▶ [Exercise brief]: Lay out as a Markdown table the lines starting at the one containing "Highlight blurred green" and ending at the final line, using the columns Row and Line and omitting any blank lines.

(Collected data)
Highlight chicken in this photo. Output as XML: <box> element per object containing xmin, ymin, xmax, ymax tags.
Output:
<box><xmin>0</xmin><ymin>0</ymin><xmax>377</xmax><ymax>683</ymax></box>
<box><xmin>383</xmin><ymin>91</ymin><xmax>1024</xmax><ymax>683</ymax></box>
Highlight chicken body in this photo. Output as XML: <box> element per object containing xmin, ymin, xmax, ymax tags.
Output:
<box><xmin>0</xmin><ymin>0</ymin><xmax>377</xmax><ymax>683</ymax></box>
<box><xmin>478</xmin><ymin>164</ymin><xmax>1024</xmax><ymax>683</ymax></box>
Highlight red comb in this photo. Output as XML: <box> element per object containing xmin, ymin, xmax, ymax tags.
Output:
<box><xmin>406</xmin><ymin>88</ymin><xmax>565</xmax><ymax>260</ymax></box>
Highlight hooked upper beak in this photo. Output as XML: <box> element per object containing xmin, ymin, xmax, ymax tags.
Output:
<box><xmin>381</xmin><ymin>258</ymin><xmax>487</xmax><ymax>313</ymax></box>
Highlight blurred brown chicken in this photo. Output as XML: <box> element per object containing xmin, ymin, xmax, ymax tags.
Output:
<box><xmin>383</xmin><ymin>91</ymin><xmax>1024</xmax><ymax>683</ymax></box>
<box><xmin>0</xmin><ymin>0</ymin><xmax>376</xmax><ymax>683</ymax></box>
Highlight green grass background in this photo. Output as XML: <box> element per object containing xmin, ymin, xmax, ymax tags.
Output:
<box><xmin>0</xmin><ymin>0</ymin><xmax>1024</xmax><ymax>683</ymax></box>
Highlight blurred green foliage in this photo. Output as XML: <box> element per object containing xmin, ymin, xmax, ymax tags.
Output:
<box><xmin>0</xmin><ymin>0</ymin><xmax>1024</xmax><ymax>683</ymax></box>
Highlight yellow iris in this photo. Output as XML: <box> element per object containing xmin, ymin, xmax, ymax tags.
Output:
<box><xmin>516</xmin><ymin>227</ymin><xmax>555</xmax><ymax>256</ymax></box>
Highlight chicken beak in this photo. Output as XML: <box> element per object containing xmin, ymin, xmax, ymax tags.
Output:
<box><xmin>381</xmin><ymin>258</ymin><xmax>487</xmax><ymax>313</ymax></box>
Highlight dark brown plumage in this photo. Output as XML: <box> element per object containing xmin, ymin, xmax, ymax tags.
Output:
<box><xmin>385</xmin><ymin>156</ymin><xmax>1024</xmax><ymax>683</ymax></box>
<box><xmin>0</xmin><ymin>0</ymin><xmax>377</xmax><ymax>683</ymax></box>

▶ [Finished exercise]:
| Row | Line |
|---|---|
| 1 | Highlight blurred green foliage in this photo. Output as XML: <box> element per object containing xmin, ymin, xmax, ymax tags. |
| 2 | Output: |
| 3 | <box><xmin>0</xmin><ymin>0</ymin><xmax>1024</xmax><ymax>683</ymax></box> |
| 4 | Highlight yellow iris in this photo. Output as XML: <box> element per object containing xmin, ymin, xmax, ymax tags. |
| 5 | Output: |
| 6 | <box><xmin>516</xmin><ymin>227</ymin><xmax>555</xmax><ymax>256</ymax></box> |
| 7 | Highlight chicken beak in this photo. Output as XML: <box> element per object containing xmin, ymin, xmax, ymax tags. |
| 8 | Output: |
| 9 | <box><xmin>381</xmin><ymin>258</ymin><xmax>487</xmax><ymax>313</ymax></box> |
| 10 | Highlight dark brown plumage in this photo. Output as XML: <box> element per object containing xmin, ymin, xmax, ymax tags. |
| 11 | Output: |
| 12 | <box><xmin>385</xmin><ymin>156</ymin><xmax>1024</xmax><ymax>683</ymax></box> |
| 13 | <box><xmin>0</xmin><ymin>0</ymin><xmax>377</xmax><ymax>683</ymax></box> |